## TEXT FOR ANALYSIS:
↓↓↓

September 5th, 2006

2013, cyd, new

getting things done

well, we finally had the car towed to the mechanic. now we wait to find out what is wrong with it and how much it is going to cost. and we're praying the mechanic will let us pay each week instead of all at once because we do not have all at once. we have a decent chunk and maybe that will be enough. but i'm not getting my hopes up, i'm just happy the process has been started.

now we need to get the car title, and doc needs to make sure his DL is valid again. then the registration and insurance. doc is going to have to work his butt off to get the money for all of this, but our lives will be so much easier. all the simple little stupid things that should take fifteen minutes that take an hour for the walking. we'll be able to run errands and no more of this money in the wrong place crap anymore. the car means independence and i don't think he is grasping that, he's just seeing dollar signs racking up as we do this. but it has to be done.

it was either fix it or store it and if we had stored it, it would never have gotten fixed.

and that reminds me of the storage place we have. the car means getting to it and most importantly, getting stuff to it, because it isn't full but my apartment is.

i'm excited about this. really excited. it marks the beginning of us getting things done.

with a car we could get to the social security office in under two hours and i could get my card and then get my DL and then i could drive the car and maybe i would leave the house for that. maybe that would make it better. or help.

↑↑↑

## WHAT TO DO:
A) Answer these questions using the blog post above.
(i) Where was the car towed?
(ii) According to the blog post, what two things come after getting the car title and making sure the driver's license is valid?
(iii) Which office could be reached in under two hours with a car?
B) Write out everything in the blog post from "now we need" down to "to be done.", copying it exactly.

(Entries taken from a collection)
↓↓↓

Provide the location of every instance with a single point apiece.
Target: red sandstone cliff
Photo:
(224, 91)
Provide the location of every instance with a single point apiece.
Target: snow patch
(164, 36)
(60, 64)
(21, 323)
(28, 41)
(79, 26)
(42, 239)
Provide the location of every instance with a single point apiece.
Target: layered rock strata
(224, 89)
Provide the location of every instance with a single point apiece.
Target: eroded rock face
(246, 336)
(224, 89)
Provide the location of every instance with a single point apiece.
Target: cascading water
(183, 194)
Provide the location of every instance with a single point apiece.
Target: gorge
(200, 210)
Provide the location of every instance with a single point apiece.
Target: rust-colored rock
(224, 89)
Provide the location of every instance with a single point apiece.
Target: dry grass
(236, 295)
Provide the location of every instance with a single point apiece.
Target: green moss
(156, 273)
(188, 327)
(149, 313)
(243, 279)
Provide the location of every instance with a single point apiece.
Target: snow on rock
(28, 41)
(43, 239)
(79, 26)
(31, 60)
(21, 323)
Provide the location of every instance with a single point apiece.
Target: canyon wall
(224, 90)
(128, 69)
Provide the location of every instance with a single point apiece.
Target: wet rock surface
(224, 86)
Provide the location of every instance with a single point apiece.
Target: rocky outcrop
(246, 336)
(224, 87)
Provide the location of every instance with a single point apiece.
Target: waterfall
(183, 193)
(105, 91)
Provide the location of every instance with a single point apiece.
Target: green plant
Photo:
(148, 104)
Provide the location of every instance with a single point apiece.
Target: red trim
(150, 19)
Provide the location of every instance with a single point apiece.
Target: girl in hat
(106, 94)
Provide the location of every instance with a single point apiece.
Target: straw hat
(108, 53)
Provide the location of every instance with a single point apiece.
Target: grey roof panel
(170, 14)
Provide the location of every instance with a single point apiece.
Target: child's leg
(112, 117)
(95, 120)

↑↑↑

## SOLUTIONS TO THE EXERCISE:
A)
(i) To the mechanic.
(ii) The registration and insurance.
(iii) The social security office.

B)
now we need to get the car title, and doc needs to make sure his DL is valid again. then the registration and insurance. doc is going to have to work his butt off to get the money for all of this, but our lives will be so much easier. all the simple little stupid things that should take fifteen minutes that take an hour for the walking. we'll be able to run errands and no more of this money in the wrong place crap anymore. the car means independence and i don't think he is grasping that, he's just seeing dollar signs racking up as we do this. but it has to be done.